__WORK REQUEST__: Sort through the entries below and pull out lines containing the word "this".

__PROVIDED MATERIAL__:
------------------------------------------------
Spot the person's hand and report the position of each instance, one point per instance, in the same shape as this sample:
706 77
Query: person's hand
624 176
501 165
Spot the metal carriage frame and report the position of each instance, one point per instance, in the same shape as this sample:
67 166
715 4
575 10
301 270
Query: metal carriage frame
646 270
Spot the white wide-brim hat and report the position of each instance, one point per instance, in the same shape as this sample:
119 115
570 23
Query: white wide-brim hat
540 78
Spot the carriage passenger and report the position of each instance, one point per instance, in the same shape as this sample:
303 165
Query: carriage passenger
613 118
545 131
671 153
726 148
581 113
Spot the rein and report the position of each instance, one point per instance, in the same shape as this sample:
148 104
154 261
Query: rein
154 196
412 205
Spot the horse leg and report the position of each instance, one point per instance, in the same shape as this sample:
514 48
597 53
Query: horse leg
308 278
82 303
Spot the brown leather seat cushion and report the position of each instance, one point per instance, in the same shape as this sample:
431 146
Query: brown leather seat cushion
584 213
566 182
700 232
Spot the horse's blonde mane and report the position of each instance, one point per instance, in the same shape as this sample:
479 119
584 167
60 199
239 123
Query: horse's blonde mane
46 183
------------------------------------------------
__COMPLETED TASK__:
Spot the person's hand and report the position of each instance, one point per instance, in the same shape as this sample:
Spot the metal carriage frame and report the position of each instance, one point per instance, in the same shape as this sample:
Spot the white wide-brim hat and report the position of each instance, one point per instance, in the same shape as this sample:
Spot the carriage passenger and report the position of each instance, one point per instance, in the same shape as this sample:
Spot the rein and report the position of each instance, one point per instance, in the same shape as this sample:
Spot the horse leg and report the position of each instance, one point per instance, in the same shape as this sample:
Spot the brown leather seat cushion and report the position of each instance, one point per instance, in the same shape as this sample:
Spot the horse's blonde mane and report the position of each instance, one point per instance, in the same shape as this sample:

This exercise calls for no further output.